- **Exercise instructions**:
Could you reproduce all of the material below word for word, leaving the pictures out of your answer?

- **Recorded data**:
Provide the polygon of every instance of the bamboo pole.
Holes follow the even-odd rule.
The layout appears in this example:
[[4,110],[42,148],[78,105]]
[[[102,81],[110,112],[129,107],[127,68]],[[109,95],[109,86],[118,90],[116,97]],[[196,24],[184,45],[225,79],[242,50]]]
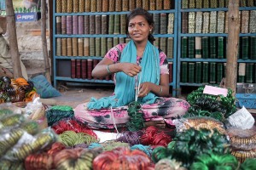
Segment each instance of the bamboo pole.
[[41,0],[41,37],[42,37],[42,46],[43,46],[43,54],[44,59],[44,71],[45,71],[45,77],[49,83],[51,83],[50,80],[50,69],[48,57],[48,50],[47,50],[47,40],[46,40],[46,0]]
[[17,42],[15,14],[12,0],[5,0],[7,30],[9,38],[14,78],[22,77],[20,59]]
[[227,45],[226,88],[236,92],[237,54],[239,49],[239,0],[229,1],[229,31]]

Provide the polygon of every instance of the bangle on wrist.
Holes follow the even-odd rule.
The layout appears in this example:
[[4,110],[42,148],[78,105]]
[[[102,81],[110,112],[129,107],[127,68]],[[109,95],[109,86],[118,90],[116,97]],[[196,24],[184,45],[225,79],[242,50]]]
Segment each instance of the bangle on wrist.
[[163,92],[163,88],[160,86],[160,90],[159,92],[159,94],[160,94]]
[[109,65],[107,65],[107,71],[108,71],[108,74],[111,75],[112,72],[109,71]]

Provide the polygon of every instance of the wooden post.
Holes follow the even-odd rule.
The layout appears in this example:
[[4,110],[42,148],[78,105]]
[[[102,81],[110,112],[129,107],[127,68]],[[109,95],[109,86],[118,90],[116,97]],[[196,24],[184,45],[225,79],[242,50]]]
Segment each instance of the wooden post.
[[239,49],[239,0],[229,0],[229,32],[227,45],[226,88],[236,92],[237,54]]
[[44,59],[44,71],[45,71],[45,77],[49,83],[51,83],[50,80],[50,70],[49,70],[49,63],[48,58],[48,50],[47,50],[47,40],[46,40],[46,0],[41,0],[41,30],[42,30],[42,45],[43,45],[43,54]]
[[14,11],[14,5],[12,0],[5,0],[6,5],[6,20],[7,30],[9,38],[9,47],[12,58],[12,65],[14,70],[14,78],[22,77],[20,59],[19,54],[17,35],[16,35],[16,24],[15,14]]

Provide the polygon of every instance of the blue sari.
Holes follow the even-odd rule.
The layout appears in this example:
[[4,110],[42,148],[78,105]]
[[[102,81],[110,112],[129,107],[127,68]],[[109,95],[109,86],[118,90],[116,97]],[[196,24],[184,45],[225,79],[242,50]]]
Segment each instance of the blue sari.
[[[130,41],[123,49],[119,62],[137,64],[137,48],[133,41]],[[160,69],[158,48],[148,41],[140,65],[142,66],[142,72],[139,76],[142,77],[138,77],[138,80],[141,80],[141,83],[150,82],[159,85]],[[114,95],[99,99],[91,98],[87,105],[88,109],[100,110],[128,105],[135,100],[135,77],[131,77],[124,72],[117,72]],[[138,101],[141,104],[153,104],[156,99],[157,96],[154,94],[149,93],[147,96],[139,98]]]

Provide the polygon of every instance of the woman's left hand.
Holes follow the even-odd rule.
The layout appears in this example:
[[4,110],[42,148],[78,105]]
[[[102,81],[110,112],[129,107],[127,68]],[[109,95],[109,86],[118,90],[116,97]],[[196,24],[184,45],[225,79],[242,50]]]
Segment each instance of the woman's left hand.
[[151,82],[143,82],[140,85],[140,91],[138,97],[143,98],[148,94],[148,93],[151,91]]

- **Complete response**:
Provide the polygon of every instance of the bamboo pole.
Holes follow the even-odd rule.
The layout appears in this example:
[[4,110],[42,148],[78,105]]
[[[102,81],[110,112],[129,107],[127,68]],[[109,95],[109,86],[118,90],[116,97]],[[196,24],[184,45],[225,79],[242,50]]]
Segment each instance of the bamboo pole.
[[41,0],[41,37],[42,37],[42,46],[43,46],[43,54],[44,59],[44,71],[45,71],[45,77],[49,83],[51,83],[50,80],[50,69],[48,57],[48,50],[47,50],[47,40],[46,40],[46,0]]
[[17,42],[15,14],[12,0],[5,0],[7,30],[9,38],[14,78],[22,77],[20,59]]
[[227,45],[226,88],[236,92],[237,54],[239,49],[239,0],[229,1],[229,31]]

Provide the polygon of every instance of the bangle on wrist.
Holes follow the even-odd rule.
The layout appears in this example:
[[4,110],[42,148],[78,105]]
[[[102,81],[110,112],[129,107],[127,68]],[[109,95],[109,86],[118,90],[116,97]],[[196,24],[184,45],[225,79],[242,50]]]
Segment each instance of the bangle on wrist.
[[163,92],[163,88],[160,86],[160,90],[159,92],[159,94],[160,94]]
[[109,65],[107,65],[107,71],[108,71],[108,74],[111,75],[112,72],[109,71]]

Provide the polygon of every instance of the wooden post.
Holes follow the even-odd rule.
The layout appears in this example:
[[4,110],[42,148],[78,105]]
[[[102,81],[110,112],[129,107],[127,68]],[[109,95],[109,86],[118,90],[116,97]],[[196,24],[184,45],[225,79],[242,50]]]
Segment each instance of the wooden post.
[[239,49],[239,0],[229,0],[229,32],[227,45],[226,88],[236,92],[237,54]]
[[44,59],[44,71],[45,71],[45,77],[49,83],[51,83],[50,80],[50,70],[49,70],[49,63],[48,58],[48,50],[47,50],[47,40],[46,40],[46,0],[41,0],[41,30],[42,30],[42,45],[43,45],[43,54]]
[[14,11],[14,5],[12,0],[5,0],[6,5],[6,20],[7,30],[9,38],[9,47],[12,58],[12,65],[14,70],[14,78],[22,77],[20,59],[19,54],[17,35],[16,35],[16,24],[15,14]]

Provide the polygon of every instance of the blue sari.
Holes follow the even-odd rule.
The layout appears in this example:
[[4,110],[42,148],[78,105]]
[[[102,81],[110,112],[129,107],[127,68]],[[109,95],[109,86],[118,90],[116,97]],[[196,24],[184,45],[225,79],[242,50]]]
Segment each instance of the blue sari.
[[[130,41],[123,49],[119,62],[137,64],[137,48],[133,41]],[[160,69],[158,48],[148,41],[140,65],[142,66],[142,72],[139,76],[142,77],[138,77],[138,80],[141,80],[141,83],[150,82],[159,85]],[[114,95],[99,99],[91,98],[87,105],[88,109],[100,110],[128,105],[135,100],[135,77],[131,77],[124,72],[117,72]],[[138,101],[141,104],[153,104],[156,99],[157,96],[154,94],[149,93],[147,96],[139,98]]]

Provide the polygon of every instance of the woman's left hand.
Holes follow the even-odd rule.
The layout appears in this example:
[[4,110],[42,148],[78,105]]
[[[102,81],[110,112],[129,107],[127,68]],[[109,95],[109,86],[118,90],[116,97]],[[196,24],[184,45],[225,79],[242,50]]]
Segment each instance of the woman's left hand.
[[151,82],[143,82],[140,85],[140,91],[138,97],[143,98],[148,94],[148,93],[151,91]]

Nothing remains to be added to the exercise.